• **Data provided**:
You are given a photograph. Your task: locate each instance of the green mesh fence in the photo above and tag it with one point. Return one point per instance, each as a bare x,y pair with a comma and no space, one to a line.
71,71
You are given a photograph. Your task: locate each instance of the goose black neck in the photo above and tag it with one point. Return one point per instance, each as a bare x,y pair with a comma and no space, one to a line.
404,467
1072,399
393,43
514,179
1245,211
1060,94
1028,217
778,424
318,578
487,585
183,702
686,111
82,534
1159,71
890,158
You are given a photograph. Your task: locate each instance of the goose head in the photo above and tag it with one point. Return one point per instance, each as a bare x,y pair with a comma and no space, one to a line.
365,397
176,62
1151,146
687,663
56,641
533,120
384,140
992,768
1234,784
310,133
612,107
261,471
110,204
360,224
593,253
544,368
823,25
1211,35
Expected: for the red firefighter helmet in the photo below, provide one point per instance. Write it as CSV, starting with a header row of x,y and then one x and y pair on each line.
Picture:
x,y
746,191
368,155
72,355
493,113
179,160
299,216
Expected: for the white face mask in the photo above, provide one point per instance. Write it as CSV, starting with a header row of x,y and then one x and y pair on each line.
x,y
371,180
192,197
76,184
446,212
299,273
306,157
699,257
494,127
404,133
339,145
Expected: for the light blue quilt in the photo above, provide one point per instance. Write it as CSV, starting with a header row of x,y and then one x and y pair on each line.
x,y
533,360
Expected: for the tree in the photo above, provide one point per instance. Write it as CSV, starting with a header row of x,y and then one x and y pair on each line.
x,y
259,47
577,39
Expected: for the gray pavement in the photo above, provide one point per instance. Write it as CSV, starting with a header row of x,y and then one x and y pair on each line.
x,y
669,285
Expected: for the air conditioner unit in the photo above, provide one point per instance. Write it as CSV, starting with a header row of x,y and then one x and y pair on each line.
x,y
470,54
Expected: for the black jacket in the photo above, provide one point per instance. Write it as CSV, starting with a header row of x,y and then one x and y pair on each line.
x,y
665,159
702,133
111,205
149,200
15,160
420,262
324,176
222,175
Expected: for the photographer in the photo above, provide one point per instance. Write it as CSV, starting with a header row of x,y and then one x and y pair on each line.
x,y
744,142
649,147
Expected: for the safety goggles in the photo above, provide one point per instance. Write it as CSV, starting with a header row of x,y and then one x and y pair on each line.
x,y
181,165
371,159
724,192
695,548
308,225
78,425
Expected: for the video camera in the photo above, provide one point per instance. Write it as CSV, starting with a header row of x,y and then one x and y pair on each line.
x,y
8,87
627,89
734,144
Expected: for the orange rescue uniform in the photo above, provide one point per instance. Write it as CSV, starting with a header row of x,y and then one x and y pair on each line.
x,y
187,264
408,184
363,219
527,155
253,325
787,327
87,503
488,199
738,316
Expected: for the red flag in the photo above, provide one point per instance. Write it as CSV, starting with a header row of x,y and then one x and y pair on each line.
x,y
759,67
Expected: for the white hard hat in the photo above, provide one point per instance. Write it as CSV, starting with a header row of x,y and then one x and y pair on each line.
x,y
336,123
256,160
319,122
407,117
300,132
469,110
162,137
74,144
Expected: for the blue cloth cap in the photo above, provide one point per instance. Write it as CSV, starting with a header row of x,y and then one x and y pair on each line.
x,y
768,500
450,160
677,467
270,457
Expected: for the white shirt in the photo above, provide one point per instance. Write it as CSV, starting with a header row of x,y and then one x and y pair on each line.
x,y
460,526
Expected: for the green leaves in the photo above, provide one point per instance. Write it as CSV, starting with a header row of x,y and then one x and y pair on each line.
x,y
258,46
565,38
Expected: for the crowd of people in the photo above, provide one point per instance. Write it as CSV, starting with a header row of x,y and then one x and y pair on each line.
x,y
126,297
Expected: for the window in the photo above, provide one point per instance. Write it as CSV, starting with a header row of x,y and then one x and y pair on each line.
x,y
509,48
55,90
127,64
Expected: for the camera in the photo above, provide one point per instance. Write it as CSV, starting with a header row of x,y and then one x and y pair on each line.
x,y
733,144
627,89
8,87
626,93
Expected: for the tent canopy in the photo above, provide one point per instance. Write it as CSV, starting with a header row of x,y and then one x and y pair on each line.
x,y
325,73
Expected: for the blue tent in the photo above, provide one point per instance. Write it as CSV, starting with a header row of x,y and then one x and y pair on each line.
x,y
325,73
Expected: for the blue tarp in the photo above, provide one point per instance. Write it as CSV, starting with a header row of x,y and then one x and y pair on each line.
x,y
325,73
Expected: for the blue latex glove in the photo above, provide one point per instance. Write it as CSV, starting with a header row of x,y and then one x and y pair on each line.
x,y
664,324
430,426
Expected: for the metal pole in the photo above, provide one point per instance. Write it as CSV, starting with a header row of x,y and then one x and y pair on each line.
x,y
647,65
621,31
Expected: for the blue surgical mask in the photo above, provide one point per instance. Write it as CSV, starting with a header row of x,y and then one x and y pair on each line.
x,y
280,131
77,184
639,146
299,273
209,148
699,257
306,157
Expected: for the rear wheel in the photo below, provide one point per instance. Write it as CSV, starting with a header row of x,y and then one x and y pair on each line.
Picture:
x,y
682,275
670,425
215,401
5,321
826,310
--
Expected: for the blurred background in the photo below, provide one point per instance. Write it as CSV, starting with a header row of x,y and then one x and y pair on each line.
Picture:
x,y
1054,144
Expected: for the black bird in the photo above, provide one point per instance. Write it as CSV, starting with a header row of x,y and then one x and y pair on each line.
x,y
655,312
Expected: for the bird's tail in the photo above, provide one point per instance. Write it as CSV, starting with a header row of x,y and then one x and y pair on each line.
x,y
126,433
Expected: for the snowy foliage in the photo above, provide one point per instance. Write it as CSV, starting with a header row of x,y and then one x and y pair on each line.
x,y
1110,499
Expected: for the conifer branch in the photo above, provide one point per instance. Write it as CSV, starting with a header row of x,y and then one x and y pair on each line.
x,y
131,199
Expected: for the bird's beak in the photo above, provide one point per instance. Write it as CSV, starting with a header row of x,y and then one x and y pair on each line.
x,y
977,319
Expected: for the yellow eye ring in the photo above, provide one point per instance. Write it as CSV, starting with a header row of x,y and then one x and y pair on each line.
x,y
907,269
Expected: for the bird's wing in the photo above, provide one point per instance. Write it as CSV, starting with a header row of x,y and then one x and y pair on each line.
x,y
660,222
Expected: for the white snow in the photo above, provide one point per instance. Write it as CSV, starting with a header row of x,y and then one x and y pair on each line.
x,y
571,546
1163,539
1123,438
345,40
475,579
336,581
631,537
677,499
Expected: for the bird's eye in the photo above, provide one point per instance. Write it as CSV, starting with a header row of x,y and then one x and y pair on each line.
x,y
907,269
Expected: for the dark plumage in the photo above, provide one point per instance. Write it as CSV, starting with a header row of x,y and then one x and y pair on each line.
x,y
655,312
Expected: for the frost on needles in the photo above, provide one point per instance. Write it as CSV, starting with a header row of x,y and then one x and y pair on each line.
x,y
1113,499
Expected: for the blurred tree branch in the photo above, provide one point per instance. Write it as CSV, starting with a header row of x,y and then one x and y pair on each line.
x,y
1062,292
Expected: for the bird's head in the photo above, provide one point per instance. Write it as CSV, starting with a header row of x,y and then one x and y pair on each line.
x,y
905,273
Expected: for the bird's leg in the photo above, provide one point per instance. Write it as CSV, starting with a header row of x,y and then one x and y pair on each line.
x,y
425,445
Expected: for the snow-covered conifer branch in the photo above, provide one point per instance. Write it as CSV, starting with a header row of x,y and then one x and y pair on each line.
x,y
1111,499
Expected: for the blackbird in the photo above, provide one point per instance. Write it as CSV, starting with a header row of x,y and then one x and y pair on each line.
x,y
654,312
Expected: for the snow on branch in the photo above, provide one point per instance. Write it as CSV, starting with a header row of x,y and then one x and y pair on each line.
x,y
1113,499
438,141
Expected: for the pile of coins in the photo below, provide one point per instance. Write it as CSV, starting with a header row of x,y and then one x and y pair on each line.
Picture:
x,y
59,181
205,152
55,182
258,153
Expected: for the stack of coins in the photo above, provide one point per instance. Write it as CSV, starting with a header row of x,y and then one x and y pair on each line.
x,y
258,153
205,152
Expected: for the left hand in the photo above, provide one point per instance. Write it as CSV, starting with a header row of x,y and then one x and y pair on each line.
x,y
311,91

• **Your assignment**: Which lines of the listing contain the word "below"? Copy each of them.

• **Solution to this task**:
Expected: for the red firefighter helmet in the photo below, provide one point per instance. Write it as CSV, starting with a header row of x,y and then one x and y pair on each line.
Expected: for the rear wheel in the photo below, provide one point per instance. Write it as CSV, starting with a header row of x,y and then one x and y pair on each line.
Expected: for the blurred background in the photo below, provide one point per instance. Write it as CSV, starting with a header row of x,y and then one x and y pair on each line.
Expected: for the pile of coins in the photo below, provide one point per instance. Write it as CSV, starting with a header row of x,y and then one x and y pair on each line.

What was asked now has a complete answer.